> _Supplied data_

────────────────

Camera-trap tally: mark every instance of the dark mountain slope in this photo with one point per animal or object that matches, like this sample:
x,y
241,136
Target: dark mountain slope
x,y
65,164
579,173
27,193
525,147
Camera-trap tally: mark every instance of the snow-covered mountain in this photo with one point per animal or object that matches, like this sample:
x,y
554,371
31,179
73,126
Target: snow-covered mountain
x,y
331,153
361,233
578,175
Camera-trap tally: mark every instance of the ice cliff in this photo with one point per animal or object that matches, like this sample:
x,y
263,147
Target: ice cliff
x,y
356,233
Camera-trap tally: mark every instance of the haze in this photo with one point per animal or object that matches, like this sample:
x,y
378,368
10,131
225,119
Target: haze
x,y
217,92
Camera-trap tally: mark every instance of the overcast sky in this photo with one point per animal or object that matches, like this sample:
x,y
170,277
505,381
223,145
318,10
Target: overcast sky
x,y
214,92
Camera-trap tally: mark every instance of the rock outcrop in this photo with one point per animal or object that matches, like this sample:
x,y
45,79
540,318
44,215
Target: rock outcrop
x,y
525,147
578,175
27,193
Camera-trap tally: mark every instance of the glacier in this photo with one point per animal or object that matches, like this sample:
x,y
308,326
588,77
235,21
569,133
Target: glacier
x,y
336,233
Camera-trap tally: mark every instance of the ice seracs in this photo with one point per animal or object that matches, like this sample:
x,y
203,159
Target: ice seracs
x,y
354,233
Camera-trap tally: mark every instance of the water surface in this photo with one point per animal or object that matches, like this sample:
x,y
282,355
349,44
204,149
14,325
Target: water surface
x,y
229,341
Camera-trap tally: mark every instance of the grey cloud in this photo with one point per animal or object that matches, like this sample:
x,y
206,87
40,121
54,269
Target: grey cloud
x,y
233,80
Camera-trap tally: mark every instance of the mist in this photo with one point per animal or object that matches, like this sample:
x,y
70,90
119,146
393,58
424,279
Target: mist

────────────────

> _What is required_
Each line from the one containing "Target: grey cloud" through the final line of the listing above should be returned exactly; return nothing else.

> _Reply to the task_
Target: grey cloud
x,y
233,80
Camera-trap tally: mark every instance of the mist in this photo with one point per animal or object that matches, like this sample:
x,y
70,90
119,146
393,58
424,279
Target: mist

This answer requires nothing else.